(Referring expression pointing data)
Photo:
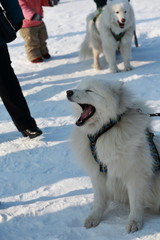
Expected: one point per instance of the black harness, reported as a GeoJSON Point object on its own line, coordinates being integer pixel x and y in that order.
{"type": "Point", "coordinates": [117, 37]}
{"type": "Point", "coordinates": [103, 167]}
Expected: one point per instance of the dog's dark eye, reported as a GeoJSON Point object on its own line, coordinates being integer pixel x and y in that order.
{"type": "Point", "coordinates": [88, 90]}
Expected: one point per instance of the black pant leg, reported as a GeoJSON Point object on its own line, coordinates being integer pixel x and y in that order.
{"type": "Point", "coordinates": [11, 93]}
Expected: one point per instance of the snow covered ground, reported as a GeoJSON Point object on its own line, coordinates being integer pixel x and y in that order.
{"type": "Point", "coordinates": [44, 194]}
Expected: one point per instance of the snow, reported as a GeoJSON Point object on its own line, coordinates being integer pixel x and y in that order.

== Activity ==
What is needed here is an exact copy of all the entries, without the pictures.

== Solution to this exercise ==
Photo:
Expected: one point per instance of the black harness, reported as a GeoJSON Point object on its own line, coordinates being integer pixel x and y in that order.
{"type": "Point", "coordinates": [117, 37]}
{"type": "Point", "coordinates": [103, 167]}
Expected: one point per instance of the dog's dark eye, reported as a GeoJSON Point object on its own line, coordinates being integer pixel x and y in that order.
{"type": "Point", "coordinates": [88, 90]}
Expected: one point per instance of the black pant leg, reported as a GeoJSON Point object on its own line, coordinates being integer pixel x and y in that order.
{"type": "Point", "coordinates": [11, 93]}
Expected: one point per instance of the snow covered ground, reported as a GeoJSON Point object on its own line, coordinates being integer pixel x and y in that order.
{"type": "Point", "coordinates": [44, 194]}
Expected: one point per instance of the snow, reported as a GeoJSON Point object on its own line, coordinates being integer pixel x and y in that order.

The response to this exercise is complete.